WHAT THIS TASK INVOLVES: Transcribe the line containing "of the built-in" and every line after it, exactly, through the end of the records.

-- LISTED ENTRIES follows --

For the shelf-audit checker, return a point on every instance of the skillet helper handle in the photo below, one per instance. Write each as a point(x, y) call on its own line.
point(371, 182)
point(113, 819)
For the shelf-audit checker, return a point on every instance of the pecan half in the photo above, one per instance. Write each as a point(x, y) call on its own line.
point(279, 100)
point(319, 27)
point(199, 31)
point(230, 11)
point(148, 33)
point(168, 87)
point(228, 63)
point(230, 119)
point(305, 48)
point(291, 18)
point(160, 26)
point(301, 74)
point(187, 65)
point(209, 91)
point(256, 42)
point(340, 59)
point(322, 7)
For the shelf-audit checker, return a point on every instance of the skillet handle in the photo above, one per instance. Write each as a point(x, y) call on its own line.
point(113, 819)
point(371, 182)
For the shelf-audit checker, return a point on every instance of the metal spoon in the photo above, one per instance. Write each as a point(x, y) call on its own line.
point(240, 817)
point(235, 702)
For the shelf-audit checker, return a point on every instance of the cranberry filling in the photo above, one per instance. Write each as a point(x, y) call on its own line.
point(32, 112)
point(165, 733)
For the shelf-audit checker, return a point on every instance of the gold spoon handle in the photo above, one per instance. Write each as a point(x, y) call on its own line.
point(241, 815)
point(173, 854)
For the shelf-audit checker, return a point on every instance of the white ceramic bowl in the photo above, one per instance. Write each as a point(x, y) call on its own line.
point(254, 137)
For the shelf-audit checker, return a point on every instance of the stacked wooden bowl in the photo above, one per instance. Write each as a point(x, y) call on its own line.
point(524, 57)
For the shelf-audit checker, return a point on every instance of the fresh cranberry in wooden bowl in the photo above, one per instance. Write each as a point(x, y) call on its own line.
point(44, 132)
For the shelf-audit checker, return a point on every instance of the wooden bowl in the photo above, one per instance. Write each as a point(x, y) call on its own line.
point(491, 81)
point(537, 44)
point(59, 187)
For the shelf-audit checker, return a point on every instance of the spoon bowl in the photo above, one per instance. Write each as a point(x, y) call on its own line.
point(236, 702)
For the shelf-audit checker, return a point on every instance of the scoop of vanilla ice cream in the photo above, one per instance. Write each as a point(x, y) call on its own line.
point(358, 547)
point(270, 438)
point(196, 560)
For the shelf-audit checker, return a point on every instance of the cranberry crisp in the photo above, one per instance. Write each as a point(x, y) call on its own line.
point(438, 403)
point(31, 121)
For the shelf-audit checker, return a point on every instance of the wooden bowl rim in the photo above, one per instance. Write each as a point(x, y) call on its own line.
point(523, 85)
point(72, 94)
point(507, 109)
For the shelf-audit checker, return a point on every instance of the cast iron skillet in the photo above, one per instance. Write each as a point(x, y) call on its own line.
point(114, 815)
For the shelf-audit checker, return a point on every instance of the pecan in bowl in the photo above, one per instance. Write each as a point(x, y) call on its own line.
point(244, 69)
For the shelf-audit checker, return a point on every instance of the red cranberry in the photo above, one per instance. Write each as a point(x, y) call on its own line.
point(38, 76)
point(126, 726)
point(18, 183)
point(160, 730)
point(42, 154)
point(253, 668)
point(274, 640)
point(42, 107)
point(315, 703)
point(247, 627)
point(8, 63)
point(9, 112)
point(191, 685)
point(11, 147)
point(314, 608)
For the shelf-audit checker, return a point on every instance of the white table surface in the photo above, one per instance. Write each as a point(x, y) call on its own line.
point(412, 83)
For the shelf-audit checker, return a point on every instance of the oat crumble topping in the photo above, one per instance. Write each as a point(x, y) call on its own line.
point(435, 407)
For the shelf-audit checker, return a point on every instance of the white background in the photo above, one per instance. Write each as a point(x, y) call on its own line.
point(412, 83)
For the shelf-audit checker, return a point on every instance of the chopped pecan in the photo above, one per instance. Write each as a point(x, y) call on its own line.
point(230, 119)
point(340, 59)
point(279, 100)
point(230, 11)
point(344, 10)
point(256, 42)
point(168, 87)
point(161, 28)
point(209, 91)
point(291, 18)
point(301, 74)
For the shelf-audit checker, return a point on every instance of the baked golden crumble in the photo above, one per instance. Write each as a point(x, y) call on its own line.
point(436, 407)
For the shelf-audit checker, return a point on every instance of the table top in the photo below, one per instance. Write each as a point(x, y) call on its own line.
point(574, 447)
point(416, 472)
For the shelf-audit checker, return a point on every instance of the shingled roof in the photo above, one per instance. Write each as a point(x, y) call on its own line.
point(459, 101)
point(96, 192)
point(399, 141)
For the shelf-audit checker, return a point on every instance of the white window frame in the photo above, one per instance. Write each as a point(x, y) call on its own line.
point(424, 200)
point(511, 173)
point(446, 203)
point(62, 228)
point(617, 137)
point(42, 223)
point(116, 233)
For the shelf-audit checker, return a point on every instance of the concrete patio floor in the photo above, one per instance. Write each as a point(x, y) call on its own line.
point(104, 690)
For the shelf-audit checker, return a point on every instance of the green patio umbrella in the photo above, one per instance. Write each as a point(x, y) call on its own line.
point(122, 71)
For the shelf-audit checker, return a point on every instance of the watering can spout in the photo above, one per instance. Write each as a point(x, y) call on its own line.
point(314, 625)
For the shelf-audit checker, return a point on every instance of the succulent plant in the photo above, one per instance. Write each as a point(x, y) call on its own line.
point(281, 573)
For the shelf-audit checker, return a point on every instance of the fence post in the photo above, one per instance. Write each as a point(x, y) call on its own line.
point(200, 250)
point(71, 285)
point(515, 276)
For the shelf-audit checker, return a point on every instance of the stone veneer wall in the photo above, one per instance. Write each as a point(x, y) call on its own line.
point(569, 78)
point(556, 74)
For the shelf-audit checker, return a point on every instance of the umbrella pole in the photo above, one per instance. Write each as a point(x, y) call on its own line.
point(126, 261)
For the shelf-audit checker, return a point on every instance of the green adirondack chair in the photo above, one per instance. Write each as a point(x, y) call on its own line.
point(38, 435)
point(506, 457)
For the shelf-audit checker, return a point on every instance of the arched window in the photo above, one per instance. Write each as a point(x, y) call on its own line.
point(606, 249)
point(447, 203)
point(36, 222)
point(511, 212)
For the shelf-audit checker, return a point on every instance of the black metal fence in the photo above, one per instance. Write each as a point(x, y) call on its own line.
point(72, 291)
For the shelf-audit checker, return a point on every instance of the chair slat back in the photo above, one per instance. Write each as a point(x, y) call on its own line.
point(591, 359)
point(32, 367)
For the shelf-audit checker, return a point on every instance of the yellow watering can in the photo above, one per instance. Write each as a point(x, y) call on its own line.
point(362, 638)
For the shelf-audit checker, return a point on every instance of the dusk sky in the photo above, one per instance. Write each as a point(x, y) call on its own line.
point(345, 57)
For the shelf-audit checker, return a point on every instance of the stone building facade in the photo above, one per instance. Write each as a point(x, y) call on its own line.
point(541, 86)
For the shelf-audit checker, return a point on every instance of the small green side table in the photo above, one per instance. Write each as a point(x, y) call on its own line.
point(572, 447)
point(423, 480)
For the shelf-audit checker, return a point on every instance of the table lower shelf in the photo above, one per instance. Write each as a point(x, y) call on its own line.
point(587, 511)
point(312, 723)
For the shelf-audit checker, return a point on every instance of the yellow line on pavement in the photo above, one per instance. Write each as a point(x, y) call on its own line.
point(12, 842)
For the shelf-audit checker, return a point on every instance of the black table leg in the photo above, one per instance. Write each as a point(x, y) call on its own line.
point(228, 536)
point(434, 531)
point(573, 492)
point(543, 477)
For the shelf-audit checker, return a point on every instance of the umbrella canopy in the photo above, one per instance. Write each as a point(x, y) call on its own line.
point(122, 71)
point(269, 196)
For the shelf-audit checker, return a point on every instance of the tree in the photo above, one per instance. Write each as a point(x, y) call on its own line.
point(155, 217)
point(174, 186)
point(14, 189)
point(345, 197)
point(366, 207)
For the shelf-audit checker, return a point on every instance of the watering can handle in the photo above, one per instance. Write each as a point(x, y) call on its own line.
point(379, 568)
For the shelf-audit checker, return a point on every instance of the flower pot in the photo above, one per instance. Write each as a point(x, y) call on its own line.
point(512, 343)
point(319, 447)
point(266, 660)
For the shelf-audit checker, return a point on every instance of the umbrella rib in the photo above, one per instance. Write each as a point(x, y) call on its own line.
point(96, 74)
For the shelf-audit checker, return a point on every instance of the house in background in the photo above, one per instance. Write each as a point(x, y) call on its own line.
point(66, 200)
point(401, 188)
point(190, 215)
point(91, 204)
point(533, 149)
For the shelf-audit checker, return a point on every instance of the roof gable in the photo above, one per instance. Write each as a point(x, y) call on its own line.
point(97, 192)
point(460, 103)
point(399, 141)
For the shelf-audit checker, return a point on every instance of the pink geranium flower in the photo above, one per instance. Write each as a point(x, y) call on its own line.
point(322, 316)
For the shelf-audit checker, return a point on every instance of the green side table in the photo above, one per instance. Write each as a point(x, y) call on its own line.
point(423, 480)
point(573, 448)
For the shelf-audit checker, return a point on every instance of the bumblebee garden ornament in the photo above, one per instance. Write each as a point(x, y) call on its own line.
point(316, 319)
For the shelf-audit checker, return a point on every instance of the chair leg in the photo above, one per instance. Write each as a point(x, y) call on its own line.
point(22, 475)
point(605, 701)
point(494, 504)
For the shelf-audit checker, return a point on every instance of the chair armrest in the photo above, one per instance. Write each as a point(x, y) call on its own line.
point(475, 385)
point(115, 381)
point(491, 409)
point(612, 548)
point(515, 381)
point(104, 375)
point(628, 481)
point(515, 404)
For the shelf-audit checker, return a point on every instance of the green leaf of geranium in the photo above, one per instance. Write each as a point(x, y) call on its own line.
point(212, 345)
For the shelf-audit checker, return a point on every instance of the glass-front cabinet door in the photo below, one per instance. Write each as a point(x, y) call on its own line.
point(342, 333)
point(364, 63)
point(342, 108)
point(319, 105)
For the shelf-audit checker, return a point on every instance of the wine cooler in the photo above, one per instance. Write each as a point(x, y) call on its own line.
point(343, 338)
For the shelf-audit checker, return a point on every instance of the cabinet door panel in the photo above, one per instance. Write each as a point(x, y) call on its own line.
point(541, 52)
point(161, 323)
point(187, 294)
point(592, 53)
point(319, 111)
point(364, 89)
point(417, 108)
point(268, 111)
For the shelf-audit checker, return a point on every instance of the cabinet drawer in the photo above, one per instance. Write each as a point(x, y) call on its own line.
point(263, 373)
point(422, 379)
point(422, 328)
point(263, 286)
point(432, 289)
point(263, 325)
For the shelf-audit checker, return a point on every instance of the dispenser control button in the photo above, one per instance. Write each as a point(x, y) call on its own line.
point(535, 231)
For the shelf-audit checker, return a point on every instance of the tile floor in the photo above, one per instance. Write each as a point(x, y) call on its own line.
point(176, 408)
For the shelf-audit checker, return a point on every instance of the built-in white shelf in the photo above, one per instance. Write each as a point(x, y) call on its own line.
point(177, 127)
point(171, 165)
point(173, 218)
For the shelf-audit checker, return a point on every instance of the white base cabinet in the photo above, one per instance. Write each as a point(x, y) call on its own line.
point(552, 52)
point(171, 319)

-- LISTED ENTRIES concluded --

PROBLEM SOLUTION:
For the shelf-audit checker, return a point on every instance of the built-in white shelf in the photo above, one per instance. Write each as a point(x, y) call on its own line.
point(177, 127)
point(171, 165)
point(173, 218)
For the shelf-audit checker, return a point on every instance of the white base cabinet in the photo above, one per instance. Write each as a point(x, y) call on its own line.
point(552, 52)
point(171, 319)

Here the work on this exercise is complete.